* TEXT SEGMENT *
>> start

On June 1, 2005, the New Jersey Division of Family Development (DFD), in the Department of Human Services, issued a comprehensive program directive (DFDI No. 05-6-1/GAPI No. 05-6-1), which applies to all assistance programs administered by county and municipal welfare agencies and boards of social services, including Work First New Jersey/Temporary Aid to Needy Families, General Assistance, food stamps, child support enforcement, child care centers, and One-Stop Career Centers. The program instructions apply the Americans with Disabilities Act, Section 504 of the Rehabilitation Act of 1973, and the New Jersey Law Against Discrimination to these DFD programs.

DFD's new guidelines require that local agencies ensure equal access to programs through the provision of appropriate services to people with disabilities; modify policies, practices, and procedures when necessary to ensure equal opportunity for people with disabilities unless doing so would result in a fundamental alteration or undue burden to the program; adopt nondiscriminatory methods of administration; furnish reasonable accommodations if necessary to afford individuals with a disability an equal opportunity to participate in services, programs, and activities; ensure effective communication; screen applicants and participants for disabilities; and have a grievance procedure for people denied a reasonable accommodation.

>> end

* WORK TO DO *
• A. According to the passage on New Jersey's disability-access directive, on what date did the Division of Family Development issue the directive?
• B. Pick up the passage on New Jersey's disability-access directive after its final sentence and write what comes next.

* ROWS *
>> start

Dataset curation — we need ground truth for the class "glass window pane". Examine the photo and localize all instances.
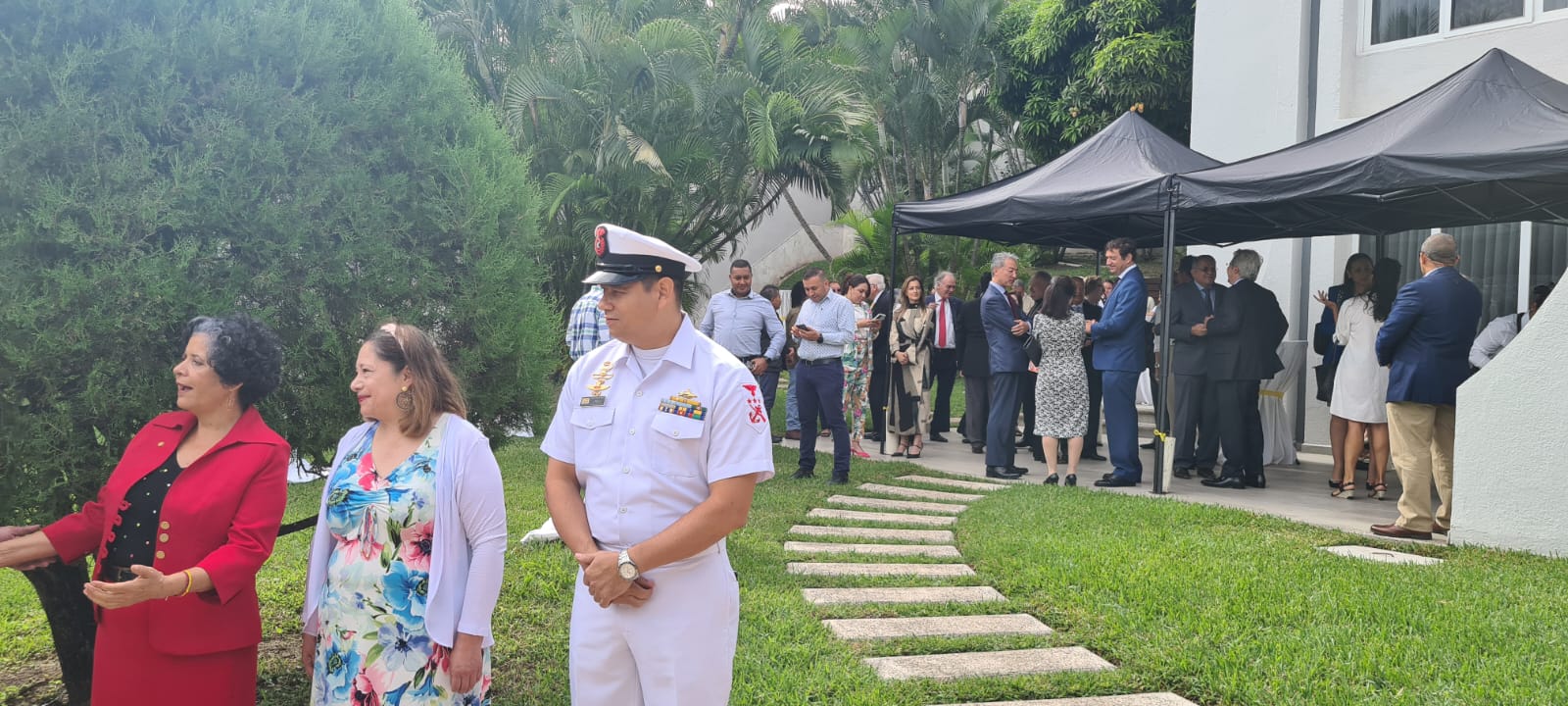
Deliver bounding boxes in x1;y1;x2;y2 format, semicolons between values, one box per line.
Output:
1372;0;1441;44
1531;223;1568;287
1447;223;1519;327
1452;0;1526;28
1361;229;1432;287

>> end

* TASK ANSWERS *
• A. June 1, 2005.

• B.
"I think this is a major achievement," says Cary LaCheen of the Welfare Law Center. The Welfare Law Center, the Community Health Law Project, and Legal Services of New Jersey assisted DFD with development of the policy instructions over the last two years. That work began with comments on the proposed welfare regulations that were readopted on June 16, 2003, and continued with meetings at DFD on numerous drafts of the instructions before they became final.

"Now comes the hard part," says Stu Weiner of CHLP: "training county and municipal agency management and front-line staff to implement these principles." On October 24 and 25, 2005, Weiner, LaCheen, and Maura Sanders and Dan Florio, attorneys with Legal Services of New Jersey, offered training to over 350 county welfare workers on DFD's new guildelines. For more information on the policy guidance, call Stu Weiner at 609-392-5553 or e-mail him at Sweiner@chlp.org.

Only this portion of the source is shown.